## ACTIVITY A:
According to the article on the EU-India trade talks, in what year did the two sides abandon their earlier negotiations?
## ACTIVITY B:
From the article on the EU-India trade talks, reproduce the passage starting at "The two sides said" and ending at "and transport connectivity.".
## ACTIVITY C:
List every person the article on the EU-India trade talks names by full name.

## TEXT UNDER STUDY:
EU, India try again to clinch trade deal, sidelining China

PORTO, Portugal — The European Union and India agreed Saturday to restart negotiations on a bilateral free trade deal, eight years after their first attempt failed and as both sides seek alternatives to China.

Indian Prime Minister Narendra Modi spoke via videoconference to EU leaders attending a summit in Portugal. The two sides announced what they called “a pivotal moment” in their relations by agreeing to resume talks they gave up on in 2013 and to collaborate on a wide range of other issues.

Speaking at a press conference after the closed-door talks, senior EU officials were thrilled by the prospect of closer ties with India.

European Commission President Ursula von der Leyen called it “outstanding” and “a landmark moment.” European Council President Charles Michel said Saturday’s agreement marked “a new, important chapter” in bilateral relations.

Modi was scheduled to be at the online press conference after the meeting but didn’t appear.

Plans for a face-to-face EU-India summit in Porto, in northern Portugal, fell through after Modi canceled his trip due to the devastating pandemic surge in his country. His remote appearance was the first time an Indian leader participated in a meeting with all of the EU’s leaders.

Von der Leyen said 17 EU countries have provided more than 100 million euros ($122 million) worth of pandemic aid to India, including oxygen generators, medicines and ventilators, and were ready to send more.

While trade talks proceed, parallel negotiations will be held on investment protection and geographic indicators – a key interest for the EU, which places importance on protecting its distinctive products – in order to speed up the process, von der Leyen said.

The two sides said in a six-page joint statement that they also agreed to cooperate more in areas such as supercomputing for pandemic and climate change modelling, artificial intelligence and digital and transport connectivity.

Warm relations with India have an added attraction for the EU, which is eager to expand its influence in the Indo-Pacific region.

The EU’s ties with China have soured over Beijing’s treatment of its Uighur Muslim minority, leading to the suspension of the bloc’s ratification of a bilateral investment agreement.

India, meanwhile, fell out with China in a border dispute last year.

Clinching a free trade deal won’t be an easy task for EU and Indian negotiators. Six years of talks produced no agreement the last time they tried, with issues such as vehicle parts and duties on wine and spirits thwarting an agreement.

## DATA FOR REVIEW:
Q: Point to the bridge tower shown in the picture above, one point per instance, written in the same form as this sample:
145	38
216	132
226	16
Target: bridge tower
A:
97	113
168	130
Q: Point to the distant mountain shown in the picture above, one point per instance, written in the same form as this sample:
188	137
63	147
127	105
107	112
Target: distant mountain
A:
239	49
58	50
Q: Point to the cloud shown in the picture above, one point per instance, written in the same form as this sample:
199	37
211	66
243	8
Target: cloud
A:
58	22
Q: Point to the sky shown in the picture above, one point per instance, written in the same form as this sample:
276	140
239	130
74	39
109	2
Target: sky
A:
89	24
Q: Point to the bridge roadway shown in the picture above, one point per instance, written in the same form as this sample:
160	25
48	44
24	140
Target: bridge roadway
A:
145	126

--

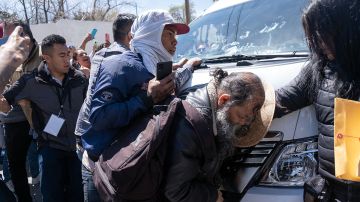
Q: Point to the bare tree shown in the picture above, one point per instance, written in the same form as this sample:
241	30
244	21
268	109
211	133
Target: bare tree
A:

## ANSWER SECTION A:
2013

## ANSWER SECTION B:
The two sides said in a six-page joint statement that they also agreed to cooperate more in areas such as supercomputing for pandemic and climate change modelling, artificial intelligence and digital and transport connectivity.

## ANSWER SECTION C:
Narendra Modi, Ursula von der Leyen, Charles Michel